* _Information given_
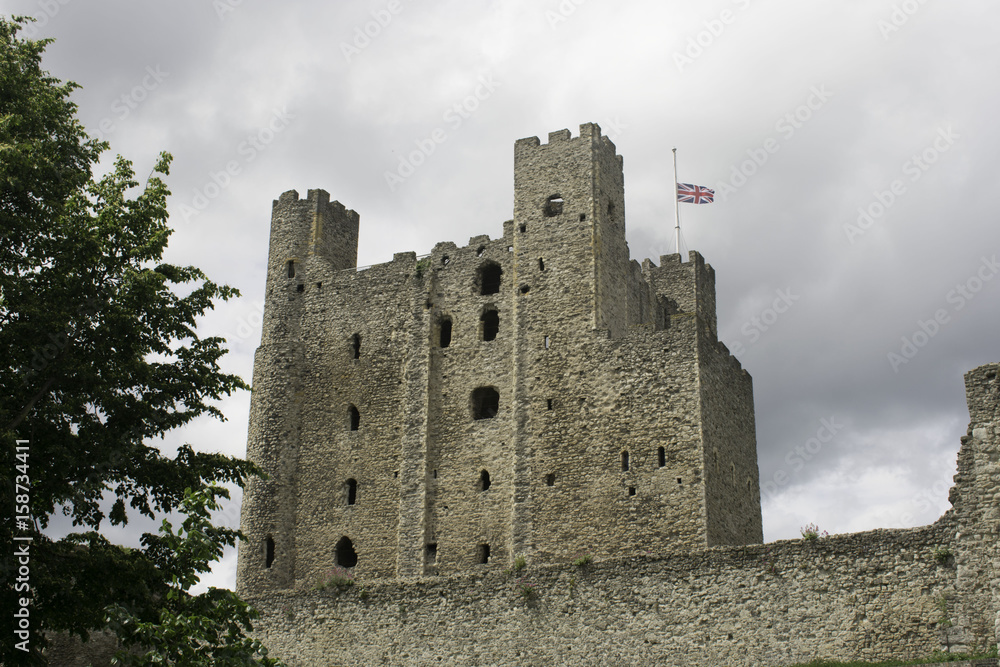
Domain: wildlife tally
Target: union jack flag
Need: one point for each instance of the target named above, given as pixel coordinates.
(694, 194)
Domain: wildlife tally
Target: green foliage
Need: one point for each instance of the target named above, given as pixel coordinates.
(941, 554)
(100, 357)
(811, 532)
(207, 629)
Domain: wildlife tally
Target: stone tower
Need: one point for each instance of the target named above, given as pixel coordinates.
(537, 394)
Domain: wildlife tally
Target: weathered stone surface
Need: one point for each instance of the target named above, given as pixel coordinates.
(588, 356)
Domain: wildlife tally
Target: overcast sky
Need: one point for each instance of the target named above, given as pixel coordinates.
(853, 145)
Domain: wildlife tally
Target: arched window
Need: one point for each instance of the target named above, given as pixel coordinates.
(485, 403)
(345, 554)
(268, 551)
(490, 324)
(445, 331)
(489, 278)
(553, 206)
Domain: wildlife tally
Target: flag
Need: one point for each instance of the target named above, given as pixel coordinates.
(694, 194)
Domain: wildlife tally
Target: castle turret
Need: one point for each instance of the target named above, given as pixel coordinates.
(303, 232)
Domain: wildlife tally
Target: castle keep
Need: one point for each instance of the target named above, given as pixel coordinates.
(426, 421)
(539, 394)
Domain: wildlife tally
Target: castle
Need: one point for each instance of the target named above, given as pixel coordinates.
(434, 424)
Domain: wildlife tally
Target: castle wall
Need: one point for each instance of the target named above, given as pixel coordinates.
(866, 596)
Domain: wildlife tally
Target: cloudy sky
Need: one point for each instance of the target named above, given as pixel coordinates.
(852, 144)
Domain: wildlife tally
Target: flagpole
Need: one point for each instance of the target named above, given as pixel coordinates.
(677, 209)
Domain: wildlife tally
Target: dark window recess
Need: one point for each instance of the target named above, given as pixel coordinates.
(445, 327)
(491, 324)
(485, 403)
(553, 206)
(345, 554)
(268, 551)
(489, 278)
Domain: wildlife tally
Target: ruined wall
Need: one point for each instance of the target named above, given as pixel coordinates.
(883, 594)
(866, 596)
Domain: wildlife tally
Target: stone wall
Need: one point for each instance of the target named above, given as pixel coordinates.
(865, 596)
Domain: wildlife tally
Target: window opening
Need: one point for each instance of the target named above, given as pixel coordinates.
(485, 403)
(490, 324)
(268, 552)
(445, 326)
(489, 278)
(345, 554)
(553, 206)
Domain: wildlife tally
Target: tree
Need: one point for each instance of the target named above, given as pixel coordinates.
(100, 357)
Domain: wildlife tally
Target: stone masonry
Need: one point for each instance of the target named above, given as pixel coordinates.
(426, 422)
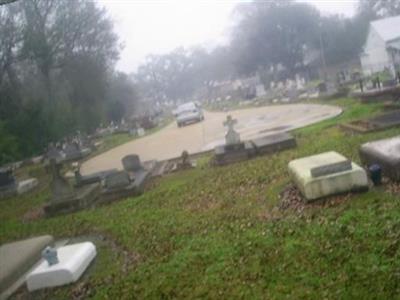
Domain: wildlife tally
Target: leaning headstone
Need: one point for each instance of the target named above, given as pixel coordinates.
(385, 153)
(8, 184)
(234, 150)
(331, 175)
(231, 137)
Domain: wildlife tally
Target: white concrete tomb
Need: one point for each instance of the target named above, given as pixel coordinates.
(73, 261)
(335, 182)
(25, 186)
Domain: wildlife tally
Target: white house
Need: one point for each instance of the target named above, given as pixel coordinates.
(382, 48)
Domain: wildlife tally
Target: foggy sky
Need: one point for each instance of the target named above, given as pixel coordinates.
(146, 27)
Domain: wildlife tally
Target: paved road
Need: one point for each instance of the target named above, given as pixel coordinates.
(170, 141)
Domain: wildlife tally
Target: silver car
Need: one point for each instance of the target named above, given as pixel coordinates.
(188, 113)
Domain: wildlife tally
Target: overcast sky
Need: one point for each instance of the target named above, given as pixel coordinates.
(151, 26)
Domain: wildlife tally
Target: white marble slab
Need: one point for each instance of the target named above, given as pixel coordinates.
(73, 261)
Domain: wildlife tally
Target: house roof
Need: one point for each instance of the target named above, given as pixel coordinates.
(387, 28)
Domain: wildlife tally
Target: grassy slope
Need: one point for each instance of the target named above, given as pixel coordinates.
(215, 232)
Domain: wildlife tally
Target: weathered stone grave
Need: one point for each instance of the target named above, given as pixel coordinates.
(234, 150)
(327, 174)
(381, 122)
(16, 259)
(64, 198)
(385, 153)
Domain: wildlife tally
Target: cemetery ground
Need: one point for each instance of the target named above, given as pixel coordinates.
(227, 232)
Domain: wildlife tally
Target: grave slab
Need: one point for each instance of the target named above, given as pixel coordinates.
(385, 153)
(352, 180)
(73, 261)
(18, 257)
(274, 143)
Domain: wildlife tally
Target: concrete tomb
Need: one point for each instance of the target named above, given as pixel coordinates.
(273, 143)
(9, 186)
(385, 153)
(70, 263)
(234, 150)
(17, 258)
(327, 174)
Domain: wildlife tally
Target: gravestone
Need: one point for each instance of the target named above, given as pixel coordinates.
(327, 174)
(232, 138)
(60, 188)
(385, 153)
(234, 150)
(8, 184)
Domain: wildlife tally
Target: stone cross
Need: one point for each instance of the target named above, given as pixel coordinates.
(231, 137)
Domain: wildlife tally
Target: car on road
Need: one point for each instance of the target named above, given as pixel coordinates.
(188, 113)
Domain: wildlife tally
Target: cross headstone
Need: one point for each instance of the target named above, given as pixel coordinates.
(231, 137)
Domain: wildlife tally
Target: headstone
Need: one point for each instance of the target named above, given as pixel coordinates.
(385, 153)
(8, 184)
(354, 179)
(231, 137)
(60, 188)
(131, 163)
(140, 132)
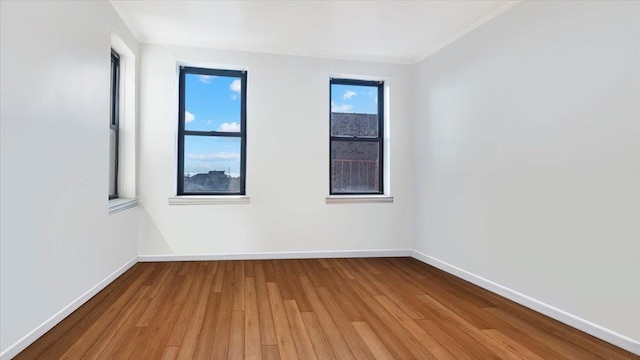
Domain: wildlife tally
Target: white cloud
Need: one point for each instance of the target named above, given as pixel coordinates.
(340, 107)
(221, 156)
(349, 94)
(235, 85)
(230, 127)
(189, 117)
(206, 79)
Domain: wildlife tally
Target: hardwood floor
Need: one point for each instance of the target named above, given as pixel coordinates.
(379, 308)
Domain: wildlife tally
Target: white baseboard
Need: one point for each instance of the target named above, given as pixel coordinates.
(579, 323)
(28, 339)
(279, 255)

* _Description of the task_
Write out the listing above again, exactly, but with no pictures in the copy.

* _Solved exercise_
Domain: wildlife tally
Target: union jack flag
Need: one point for each instance of the target named above, given as pixel coordinates.
(694, 194)
Domain: wildlife tally
Target: green foliage
Need: one point for each instance of the target named above, given as pixel coordinates.
(941, 554)
(100, 357)
(811, 532)
(207, 629)
Domain: wildlife tally
Target: stone tower
Need: one point for each instance of the target named above, given as pixel coordinates.
(537, 394)
Domain: wildlife tally
Target: weathered stone surface
Need: one point for each instance of the target named above, given as pixel coordinates.
(588, 356)
Domain: wildlife tally
Target: overcast sky
Need: one point for each instance of the target named above, given as pixel coordinates.
(853, 145)
Domain: wildlife tally
Target: arched window
Need: one point for each instance of the target named above, given as pixel coordinates.
(485, 403)
(345, 554)
(268, 551)
(490, 324)
(445, 331)
(489, 278)
(553, 206)
Domain: wildlife tally
Target: flag
Need: one point for each instance of the target named above, given as pixel coordinates.
(694, 194)
Domain: wildlife tally
Target: castle turret
Need: one point for each instance of the target named above, given as pixel coordinates.
(303, 232)
Domain: wildlife tally
Target: castle keep
Need: one point for each instance of the target named above, given as pixel coordinates.
(426, 421)
(539, 394)
Domain: wildlife tally
Target: castle
Need: one point for each instance of the target named above, given as pixel coordinates.
(434, 424)
Domain: wildlife tally
Target: castle wall
Need: one point for each instance of the target named above, given as pixel coordinates.
(866, 596)
Domain: wildlife tally
Target: cloudy sky
Need: one point for each instance of the target named above, given as pixel coordinates.
(852, 144)
Domain: wildlife tally
Target: flagpole
Need: one point for each instance of the target named above, given as pixel coordinates.
(677, 209)
Domain: wildlife tally
Target: dark window recess
Need: one point for each instance of the target named above, given as pixel coordinates.
(445, 327)
(491, 324)
(485, 403)
(553, 206)
(345, 554)
(268, 551)
(489, 278)
Domain: wildlife tally
Target: ruined wall
Need: one point for each instance of the target named above, given as pixel coordinates.
(883, 594)
(866, 596)
Domain: wildlife tally
Target: stone wall
Need: one point for each instance of the target named above, given as pixel coordinates.
(865, 596)
Domain: wildlife tally
Target: window opening
Need: one point for each instance of the target named above, given as pixel coordinates.
(485, 403)
(490, 324)
(268, 552)
(445, 326)
(489, 278)
(345, 554)
(553, 206)
Domain: wildlife tally
Target: tree
Need: one point for each instance of the target named above, given as pixel coordinates.
(100, 357)
Domain: wildlife tally
Target: stone masonry
Need: one point for each instance of the target named above, given as pixel coordinates.
(426, 422)
Domain: wildlife tally
Target: leaning headstone
Need: one point for each instance of the target named above, given as pixel coordinates.
(385, 153)
(8, 184)
(234, 150)
(331, 175)
(231, 137)
Domain: wildlife tally
Target: white concrete tomb
Need: one point for each instance of the target named above, given as pixel coordinates.
(73, 261)
(335, 182)
(25, 186)
Domain: wildlife tally
Target: white house
Need: one point for each instance of the target named above, given as pixel coordinates.
(382, 48)
Domain: wildlife tally
Target: foggy sky
Need: one point for each instance of the target named above, given as pixel coordinates.
(146, 27)
Domain: wildlife tally
Target: paved road
Need: one point for each instance of the target named above, given as pixel coordinates.
(170, 141)
Domain: wildlife tally
Target: silver car
Need: one point for each instance of the target named above, given as pixel coordinates.
(188, 113)
Domain: wildlife tally
Target: overcast sky
Need: one point for each instance of the target named above, given as pixel coordinates.
(151, 26)
Domain: wildlife tally
Target: white marble slab
Need: one point for each instance of the target named above, given as pixel coordinates.
(73, 261)
Domain: wildlife tally
Target: house roof
Need: one point for each instance of the target named above, given as pixel coordinates.
(387, 28)
Domain: wildlife tally
Target: grassy slope
Need: one point for each instance of the target named above, given as pixel coordinates.
(215, 232)
Domain: wildlife tally
Target: weathered stone grave
Need: one point for each instance of the target named above, given as pixel coordinates.
(234, 150)
(327, 174)
(381, 122)
(16, 259)
(64, 198)
(385, 153)
Domain: wildlife tally
Target: cemetery ground
Need: one point for each instance of the target named above, given as pixel coordinates.
(227, 232)
Domain: wildlife tally
Target: grave slab
Need: one point for each instance of the target named above, given as pixel coordinates.
(385, 153)
(352, 180)
(73, 261)
(18, 257)
(274, 143)
Domain: wildlife tally
Target: concrete tomb
Need: one point for each instance of the target named above, given as pixel coordinates.
(273, 143)
(9, 186)
(385, 153)
(70, 263)
(234, 150)
(17, 258)
(327, 174)
Domain: wildlife tally
Target: gravestone
Need: one point for each instance of the target named above, given as pixel coordinates.
(327, 174)
(232, 138)
(60, 188)
(385, 153)
(234, 150)
(8, 184)
Domain: wildlife tally
Target: stone cross
Need: one point for each instance of the target named above, given as pixel coordinates.
(231, 137)
Domain: wildlife tally
Target: car on road
Need: one point for each instance of the target named above, given as pixel coordinates.
(188, 113)
Domain: wildlife tally
Target: cross headstone
Need: one point for each instance of the target named above, given as pixel coordinates.
(231, 137)
Domain: wildlife tally
Target: headstone
Need: one point for each instance of the target named above, given as pixel coordinates.
(385, 153)
(8, 184)
(354, 179)
(231, 137)
(60, 188)
(131, 163)
(140, 132)
Domain: wildlife tally
Target: white cloud
Need: one point for each instance of the target named above, given as pixel coordinates.
(340, 107)
(221, 156)
(349, 94)
(235, 85)
(230, 127)
(189, 117)
(206, 79)
Domain: wildlife tally
Target: hardwood floor
Need: one point for each instance of the target named above, given as pixel coordinates.
(379, 308)
Domain: wildlife tally
Target: white baseboard
Need: one point for each instance of the target named above, given as pixel coordinates.
(579, 323)
(28, 339)
(279, 255)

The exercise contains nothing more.